:: Data excerpts

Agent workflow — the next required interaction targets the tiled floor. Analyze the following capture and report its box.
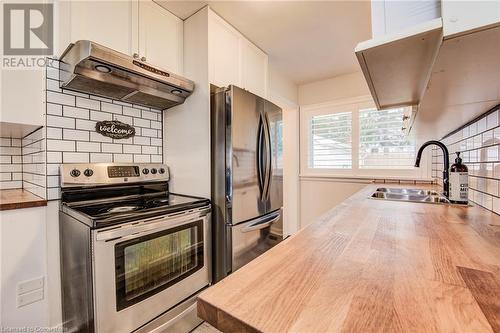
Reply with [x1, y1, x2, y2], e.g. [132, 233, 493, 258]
[191, 322, 221, 333]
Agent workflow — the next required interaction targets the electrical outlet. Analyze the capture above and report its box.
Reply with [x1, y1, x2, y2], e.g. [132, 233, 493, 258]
[17, 289, 43, 308]
[17, 277, 44, 295]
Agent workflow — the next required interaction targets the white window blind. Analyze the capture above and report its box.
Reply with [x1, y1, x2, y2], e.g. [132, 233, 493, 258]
[359, 108, 415, 169]
[309, 112, 352, 169]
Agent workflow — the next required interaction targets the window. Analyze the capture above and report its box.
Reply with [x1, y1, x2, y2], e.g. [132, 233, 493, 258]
[300, 97, 427, 179]
[309, 112, 352, 169]
[359, 108, 415, 169]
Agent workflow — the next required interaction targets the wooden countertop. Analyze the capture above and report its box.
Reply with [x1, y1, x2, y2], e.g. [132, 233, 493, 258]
[0, 189, 47, 210]
[198, 184, 500, 333]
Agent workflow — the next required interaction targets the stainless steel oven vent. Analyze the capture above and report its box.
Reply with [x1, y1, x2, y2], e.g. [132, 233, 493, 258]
[60, 40, 194, 110]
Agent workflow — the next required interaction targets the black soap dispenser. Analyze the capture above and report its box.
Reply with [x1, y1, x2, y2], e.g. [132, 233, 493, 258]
[449, 152, 469, 204]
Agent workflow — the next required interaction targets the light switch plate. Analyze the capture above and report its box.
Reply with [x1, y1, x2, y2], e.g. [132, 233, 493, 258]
[17, 277, 44, 295]
[17, 289, 43, 308]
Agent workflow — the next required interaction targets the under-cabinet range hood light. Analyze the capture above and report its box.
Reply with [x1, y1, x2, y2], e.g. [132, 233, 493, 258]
[60, 40, 194, 110]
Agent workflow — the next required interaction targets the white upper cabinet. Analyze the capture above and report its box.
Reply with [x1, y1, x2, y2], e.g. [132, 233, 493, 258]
[442, 0, 500, 38]
[240, 40, 267, 97]
[56, 1, 138, 56]
[56, 0, 183, 74]
[0, 69, 45, 126]
[208, 11, 241, 87]
[208, 10, 268, 98]
[139, 1, 183, 74]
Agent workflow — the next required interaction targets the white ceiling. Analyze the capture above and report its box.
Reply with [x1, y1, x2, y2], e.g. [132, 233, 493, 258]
[156, 0, 371, 84]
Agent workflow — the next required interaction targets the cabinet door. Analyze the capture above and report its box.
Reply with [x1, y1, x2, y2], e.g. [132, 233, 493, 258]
[240, 39, 267, 98]
[208, 11, 241, 87]
[139, 1, 183, 74]
[441, 0, 500, 37]
[0, 68, 45, 126]
[60, 0, 138, 55]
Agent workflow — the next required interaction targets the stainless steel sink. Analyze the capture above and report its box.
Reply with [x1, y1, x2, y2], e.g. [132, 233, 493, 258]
[371, 187, 451, 204]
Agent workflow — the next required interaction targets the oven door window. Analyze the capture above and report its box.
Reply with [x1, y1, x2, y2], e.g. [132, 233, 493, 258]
[115, 220, 203, 311]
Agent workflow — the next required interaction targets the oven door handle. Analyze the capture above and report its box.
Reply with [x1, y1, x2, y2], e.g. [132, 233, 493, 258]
[241, 212, 281, 232]
[96, 213, 207, 242]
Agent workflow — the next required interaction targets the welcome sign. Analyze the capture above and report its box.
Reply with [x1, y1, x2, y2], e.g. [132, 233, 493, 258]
[95, 120, 135, 139]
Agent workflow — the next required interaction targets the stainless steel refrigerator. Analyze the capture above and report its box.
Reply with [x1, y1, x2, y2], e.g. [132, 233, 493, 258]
[211, 86, 283, 282]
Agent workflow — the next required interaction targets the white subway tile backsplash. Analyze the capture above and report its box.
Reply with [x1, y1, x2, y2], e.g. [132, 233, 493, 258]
[90, 153, 113, 163]
[432, 107, 500, 214]
[0, 164, 23, 173]
[90, 95, 113, 103]
[113, 114, 132, 125]
[47, 115, 75, 128]
[90, 132, 113, 142]
[90, 111, 113, 121]
[47, 176, 59, 187]
[76, 97, 101, 110]
[134, 118, 151, 128]
[101, 102, 123, 114]
[142, 146, 158, 155]
[141, 128, 158, 138]
[4, 60, 163, 200]
[0, 180, 23, 190]
[63, 106, 89, 119]
[134, 155, 151, 163]
[0, 147, 21, 155]
[0, 155, 12, 164]
[113, 154, 134, 163]
[76, 142, 101, 152]
[123, 145, 141, 154]
[151, 138, 163, 147]
[63, 152, 90, 163]
[47, 139, 76, 151]
[123, 106, 141, 118]
[47, 127, 62, 140]
[142, 110, 158, 120]
[63, 129, 90, 141]
[47, 187, 61, 200]
[151, 121, 161, 129]
[76, 119, 97, 131]
[134, 136, 151, 145]
[101, 143, 122, 154]
[47, 151, 62, 163]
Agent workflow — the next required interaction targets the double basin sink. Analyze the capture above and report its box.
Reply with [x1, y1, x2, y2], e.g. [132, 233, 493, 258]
[371, 187, 451, 205]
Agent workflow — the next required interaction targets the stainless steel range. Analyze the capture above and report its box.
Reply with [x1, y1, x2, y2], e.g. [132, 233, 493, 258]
[59, 163, 211, 333]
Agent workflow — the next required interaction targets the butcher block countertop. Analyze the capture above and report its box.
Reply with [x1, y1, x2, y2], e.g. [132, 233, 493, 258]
[0, 189, 47, 210]
[198, 184, 500, 333]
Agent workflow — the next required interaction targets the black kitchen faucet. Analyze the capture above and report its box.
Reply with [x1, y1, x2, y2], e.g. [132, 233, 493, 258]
[415, 140, 450, 198]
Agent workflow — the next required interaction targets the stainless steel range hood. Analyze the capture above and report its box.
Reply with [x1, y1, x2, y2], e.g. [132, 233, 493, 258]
[60, 40, 194, 110]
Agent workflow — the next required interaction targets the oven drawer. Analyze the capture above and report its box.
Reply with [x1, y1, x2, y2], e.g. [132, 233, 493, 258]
[93, 210, 211, 333]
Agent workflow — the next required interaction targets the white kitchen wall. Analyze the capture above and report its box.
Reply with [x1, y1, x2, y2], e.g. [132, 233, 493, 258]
[46, 62, 163, 200]
[22, 128, 47, 199]
[298, 72, 431, 228]
[432, 105, 500, 214]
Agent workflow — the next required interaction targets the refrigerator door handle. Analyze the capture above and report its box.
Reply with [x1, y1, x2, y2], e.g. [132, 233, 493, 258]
[257, 116, 265, 200]
[241, 212, 280, 232]
[263, 113, 273, 200]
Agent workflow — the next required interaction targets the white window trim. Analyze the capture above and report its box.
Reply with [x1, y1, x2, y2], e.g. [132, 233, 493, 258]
[300, 95, 432, 180]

::::

Starting at the first of the lines above and ending at the line containing "[191, 322, 221, 333]", format those lines as a numbered list with any blank lines dropped, and leave the pictures out.

Task solution
1. Agent workflow — the next required interaction targets the tiled floor. Analyze the following capture and report its box.
2. Reply with [x1, y1, x2, y2], e.g. [132, 233, 493, 258]
3. [191, 322, 221, 333]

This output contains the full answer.